§ EXERCISE DIRECTIONS:
Reproduce the following listing line for line, with no changes.

======== TASK MATERIAL

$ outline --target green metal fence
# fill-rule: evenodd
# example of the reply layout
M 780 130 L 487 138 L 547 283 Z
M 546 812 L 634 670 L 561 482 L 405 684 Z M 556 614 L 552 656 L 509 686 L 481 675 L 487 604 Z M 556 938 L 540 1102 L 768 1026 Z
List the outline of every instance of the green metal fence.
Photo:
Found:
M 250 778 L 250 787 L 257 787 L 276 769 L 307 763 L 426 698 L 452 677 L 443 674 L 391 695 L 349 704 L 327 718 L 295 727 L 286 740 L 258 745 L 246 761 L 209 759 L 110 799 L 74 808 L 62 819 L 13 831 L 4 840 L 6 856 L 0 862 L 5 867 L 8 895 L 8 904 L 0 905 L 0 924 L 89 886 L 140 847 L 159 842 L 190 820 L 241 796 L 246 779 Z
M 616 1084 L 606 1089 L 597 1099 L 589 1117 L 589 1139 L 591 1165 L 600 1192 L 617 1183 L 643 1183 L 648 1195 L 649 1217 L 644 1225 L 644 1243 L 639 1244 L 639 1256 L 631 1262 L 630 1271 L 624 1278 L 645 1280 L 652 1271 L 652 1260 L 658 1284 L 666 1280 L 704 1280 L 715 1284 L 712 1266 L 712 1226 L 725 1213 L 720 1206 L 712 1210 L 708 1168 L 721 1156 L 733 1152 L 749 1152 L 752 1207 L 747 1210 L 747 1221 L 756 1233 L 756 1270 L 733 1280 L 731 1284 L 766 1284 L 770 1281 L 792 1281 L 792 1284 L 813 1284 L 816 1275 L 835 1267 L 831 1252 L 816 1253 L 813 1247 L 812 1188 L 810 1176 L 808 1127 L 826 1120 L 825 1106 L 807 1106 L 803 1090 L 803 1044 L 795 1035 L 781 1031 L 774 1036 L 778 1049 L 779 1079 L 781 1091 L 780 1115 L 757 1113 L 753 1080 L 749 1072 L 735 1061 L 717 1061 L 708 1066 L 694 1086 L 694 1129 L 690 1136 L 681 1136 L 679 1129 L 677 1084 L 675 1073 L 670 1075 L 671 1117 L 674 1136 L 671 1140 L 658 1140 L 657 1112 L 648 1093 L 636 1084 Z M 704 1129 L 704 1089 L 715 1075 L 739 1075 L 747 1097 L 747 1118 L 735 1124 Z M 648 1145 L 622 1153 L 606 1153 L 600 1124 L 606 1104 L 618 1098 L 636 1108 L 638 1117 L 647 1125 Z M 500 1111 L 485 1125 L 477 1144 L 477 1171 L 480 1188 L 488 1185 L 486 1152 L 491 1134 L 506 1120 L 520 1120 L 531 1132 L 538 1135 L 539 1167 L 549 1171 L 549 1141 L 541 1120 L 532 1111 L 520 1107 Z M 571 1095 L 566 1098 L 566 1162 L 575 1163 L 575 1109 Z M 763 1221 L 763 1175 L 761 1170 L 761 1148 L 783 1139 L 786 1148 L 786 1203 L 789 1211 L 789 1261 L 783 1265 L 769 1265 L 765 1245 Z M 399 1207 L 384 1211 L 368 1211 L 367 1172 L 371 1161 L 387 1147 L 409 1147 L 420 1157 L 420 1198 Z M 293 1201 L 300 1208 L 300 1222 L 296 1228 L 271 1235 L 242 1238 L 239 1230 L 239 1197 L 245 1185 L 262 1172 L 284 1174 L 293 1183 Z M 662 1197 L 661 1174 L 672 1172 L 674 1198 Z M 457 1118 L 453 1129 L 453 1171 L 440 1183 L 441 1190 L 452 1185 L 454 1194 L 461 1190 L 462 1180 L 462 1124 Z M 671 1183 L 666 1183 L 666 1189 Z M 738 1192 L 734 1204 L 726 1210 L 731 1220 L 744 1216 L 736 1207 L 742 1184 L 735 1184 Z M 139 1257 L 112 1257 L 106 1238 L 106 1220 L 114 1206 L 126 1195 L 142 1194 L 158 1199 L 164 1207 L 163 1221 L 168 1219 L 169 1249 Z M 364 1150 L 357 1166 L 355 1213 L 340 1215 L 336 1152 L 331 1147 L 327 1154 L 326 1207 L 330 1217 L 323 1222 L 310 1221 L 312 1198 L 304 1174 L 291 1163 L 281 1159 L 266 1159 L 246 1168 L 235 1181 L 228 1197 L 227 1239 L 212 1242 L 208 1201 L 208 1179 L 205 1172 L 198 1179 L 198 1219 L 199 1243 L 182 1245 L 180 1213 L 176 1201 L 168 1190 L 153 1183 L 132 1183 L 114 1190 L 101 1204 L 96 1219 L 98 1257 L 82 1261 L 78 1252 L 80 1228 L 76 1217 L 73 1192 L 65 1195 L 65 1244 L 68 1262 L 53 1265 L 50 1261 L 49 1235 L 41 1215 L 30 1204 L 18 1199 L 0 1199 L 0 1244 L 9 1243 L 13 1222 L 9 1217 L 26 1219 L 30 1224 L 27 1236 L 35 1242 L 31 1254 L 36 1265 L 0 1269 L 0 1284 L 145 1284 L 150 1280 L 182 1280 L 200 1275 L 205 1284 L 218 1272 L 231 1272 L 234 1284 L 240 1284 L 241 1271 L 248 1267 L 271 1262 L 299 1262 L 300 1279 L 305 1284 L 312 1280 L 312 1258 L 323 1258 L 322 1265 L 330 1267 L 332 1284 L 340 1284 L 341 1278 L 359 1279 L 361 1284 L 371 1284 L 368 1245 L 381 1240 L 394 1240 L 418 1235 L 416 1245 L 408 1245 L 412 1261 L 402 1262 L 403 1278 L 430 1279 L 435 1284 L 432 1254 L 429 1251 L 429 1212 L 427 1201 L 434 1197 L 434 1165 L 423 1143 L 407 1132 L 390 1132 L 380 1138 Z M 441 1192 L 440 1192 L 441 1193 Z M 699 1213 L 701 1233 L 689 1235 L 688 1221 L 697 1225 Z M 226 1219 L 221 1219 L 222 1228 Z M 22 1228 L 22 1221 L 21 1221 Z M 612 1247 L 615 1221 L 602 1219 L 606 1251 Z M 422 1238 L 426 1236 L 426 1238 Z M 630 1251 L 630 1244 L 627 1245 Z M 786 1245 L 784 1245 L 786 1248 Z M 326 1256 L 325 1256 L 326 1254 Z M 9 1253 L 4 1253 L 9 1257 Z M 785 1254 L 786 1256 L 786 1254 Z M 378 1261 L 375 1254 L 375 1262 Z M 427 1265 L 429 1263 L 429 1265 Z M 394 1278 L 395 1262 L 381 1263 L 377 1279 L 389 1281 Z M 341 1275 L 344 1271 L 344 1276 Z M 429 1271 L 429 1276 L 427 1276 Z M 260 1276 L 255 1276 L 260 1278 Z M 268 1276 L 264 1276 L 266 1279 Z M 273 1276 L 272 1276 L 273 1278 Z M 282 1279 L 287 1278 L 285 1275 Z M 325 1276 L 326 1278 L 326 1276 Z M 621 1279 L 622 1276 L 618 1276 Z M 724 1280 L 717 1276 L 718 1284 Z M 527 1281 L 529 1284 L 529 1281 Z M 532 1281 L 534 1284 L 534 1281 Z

================

§ ANSWER TO THIS PROBLEM:
$ outline --target green metal fence
# fill-rule: evenodd
# example of the reply layout
M 780 130 L 487 138 L 547 283 Z
M 546 812 L 634 670 L 561 482 L 405 684 Z M 556 614 L 552 656 L 509 686 L 481 675 L 487 604 Z M 556 938 L 540 1102 L 768 1026 Z
List the outline of every instance of the green metal fence.
Photo:
Found:
M 250 778 L 250 787 L 257 787 L 276 769 L 307 763 L 426 698 L 452 677 L 443 674 L 391 695 L 349 704 L 327 718 L 295 727 L 286 740 L 258 745 L 246 761 L 209 759 L 110 799 L 74 808 L 62 819 L 13 831 L 4 840 L 6 856 L 0 862 L 5 867 L 8 895 L 8 904 L 0 905 L 0 924 L 89 886 L 140 847 L 159 842 L 190 820 L 241 796 L 246 779 Z
M 616 1084 L 606 1089 L 597 1099 L 589 1117 L 589 1139 L 591 1165 L 600 1192 L 617 1183 L 643 1183 L 648 1195 L 649 1217 L 644 1225 L 644 1243 L 639 1244 L 639 1256 L 631 1262 L 630 1271 L 624 1278 L 645 1280 L 652 1271 L 652 1260 L 658 1284 L 666 1280 L 704 1280 L 715 1284 L 712 1266 L 712 1226 L 725 1213 L 720 1206 L 712 1210 L 708 1168 L 721 1156 L 733 1152 L 749 1152 L 752 1207 L 747 1210 L 747 1221 L 756 1233 L 756 1270 L 733 1280 L 731 1284 L 766 1284 L 770 1281 L 792 1281 L 792 1284 L 813 1284 L 816 1275 L 835 1267 L 831 1252 L 816 1253 L 813 1247 L 812 1188 L 810 1176 L 808 1127 L 826 1120 L 825 1106 L 807 1106 L 803 1090 L 803 1044 L 795 1035 L 781 1031 L 774 1036 L 778 1049 L 779 1079 L 781 1091 L 780 1115 L 757 1113 L 753 1080 L 749 1072 L 735 1061 L 717 1061 L 708 1066 L 694 1086 L 694 1129 L 690 1136 L 681 1136 L 679 1129 L 677 1084 L 675 1073 L 670 1075 L 671 1117 L 674 1136 L 671 1140 L 658 1140 L 657 1112 L 648 1093 L 636 1084 Z M 704 1129 L 704 1089 L 715 1075 L 739 1075 L 747 1097 L 747 1118 L 735 1124 Z M 648 1145 L 622 1153 L 606 1153 L 600 1124 L 606 1104 L 618 1098 L 636 1108 L 638 1117 L 647 1125 Z M 500 1111 L 485 1125 L 477 1144 L 477 1171 L 480 1188 L 488 1185 L 486 1152 L 491 1134 L 506 1120 L 520 1120 L 531 1132 L 538 1135 L 539 1167 L 549 1171 L 549 1141 L 541 1120 L 532 1111 L 520 1107 Z M 571 1095 L 566 1098 L 566 1162 L 575 1163 L 575 1109 Z M 763 1221 L 763 1175 L 761 1170 L 761 1148 L 783 1139 L 786 1148 L 786 1203 L 789 1211 L 789 1261 L 783 1265 L 769 1265 L 765 1245 Z M 399 1207 L 384 1211 L 368 1211 L 367 1172 L 371 1161 L 387 1147 L 409 1147 L 420 1157 L 420 1198 Z M 293 1201 L 300 1208 L 300 1222 L 296 1228 L 271 1235 L 242 1238 L 239 1230 L 239 1197 L 245 1185 L 262 1172 L 284 1174 L 293 1183 Z M 662 1197 L 661 1174 L 672 1172 L 674 1198 Z M 457 1118 L 453 1129 L 453 1171 L 440 1183 L 441 1190 L 452 1185 L 454 1194 L 461 1190 L 462 1180 L 462 1124 Z M 671 1183 L 666 1183 L 666 1189 Z M 738 1192 L 734 1204 L 726 1210 L 731 1220 L 744 1216 L 736 1207 L 742 1184 L 735 1184 Z M 139 1257 L 112 1257 L 106 1238 L 106 1220 L 114 1206 L 126 1195 L 142 1194 L 158 1199 L 164 1207 L 163 1221 L 168 1219 L 169 1249 Z M 364 1150 L 357 1166 L 355 1213 L 340 1215 L 336 1152 L 331 1147 L 327 1154 L 326 1207 L 330 1217 L 323 1222 L 310 1221 L 312 1198 L 304 1174 L 291 1163 L 281 1159 L 266 1159 L 246 1168 L 235 1181 L 228 1197 L 227 1239 L 212 1242 L 208 1201 L 208 1179 L 205 1172 L 198 1179 L 198 1219 L 199 1243 L 182 1245 L 180 1213 L 176 1201 L 168 1190 L 153 1183 L 132 1183 L 114 1190 L 101 1204 L 96 1219 L 98 1257 L 82 1261 L 78 1252 L 80 1228 L 76 1217 L 73 1192 L 65 1195 L 65 1244 L 68 1262 L 53 1265 L 50 1261 L 49 1235 L 41 1215 L 30 1204 L 18 1199 L 0 1199 L 0 1244 L 9 1243 L 13 1222 L 9 1217 L 26 1219 L 30 1224 L 27 1236 L 35 1242 L 31 1254 L 36 1265 L 0 1269 L 0 1284 L 145 1284 L 150 1280 L 182 1280 L 200 1275 L 205 1284 L 218 1272 L 231 1272 L 234 1284 L 240 1284 L 241 1271 L 248 1267 L 271 1262 L 299 1262 L 300 1279 L 305 1284 L 312 1280 L 312 1258 L 323 1258 L 322 1265 L 330 1267 L 332 1284 L 340 1284 L 341 1278 L 359 1279 L 361 1284 L 371 1284 L 368 1245 L 381 1240 L 394 1240 L 418 1235 L 416 1245 L 408 1245 L 412 1261 L 402 1262 L 403 1278 L 430 1279 L 435 1284 L 432 1254 L 429 1251 L 429 1212 L 427 1201 L 434 1197 L 434 1165 L 423 1143 L 407 1132 L 390 1132 L 380 1138 Z M 441 1192 L 440 1192 L 441 1193 Z M 699 1213 L 701 1233 L 689 1235 L 688 1221 L 697 1225 Z M 226 1219 L 221 1219 L 222 1228 Z M 22 1228 L 22 1221 L 21 1221 Z M 612 1247 L 615 1221 L 602 1219 L 606 1251 Z M 422 1238 L 426 1236 L 426 1238 Z M 630 1251 L 630 1244 L 627 1245 Z M 786 1245 L 784 1245 L 786 1248 Z M 326 1256 L 325 1256 L 326 1254 Z M 9 1253 L 4 1253 L 9 1257 Z M 785 1254 L 786 1256 L 786 1254 Z M 378 1261 L 375 1254 L 375 1262 Z M 427 1265 L 429 1263 L 429 1265 Z M 394 1278 L 395 1262 L 381 1263 L 377 1279 L 389 1281 Z M 341 1275 L 344 1271 L 344 1276 Z M 429 1271 L 429 1276 L 427 1276 Z M 260 1276 L 255 1276 L 260 1278 Z M 268 1276 L 264 1276 L 266 1279 Z M 273 1276 L 272 1276 L 273 1278 Z M 282 1279 L 287 1278 L 285 1275 Z M 325 1276 L 326 1278 L 326 1276 Z M 621 1279 L 622 1276 L 618 1276 Z M 724 1280 L 717 1276 L 718 1284 Z M 527 1281 L 529 1284 L 529 1281 Z M 532 1281 L 534 1284 L 534 1281 Z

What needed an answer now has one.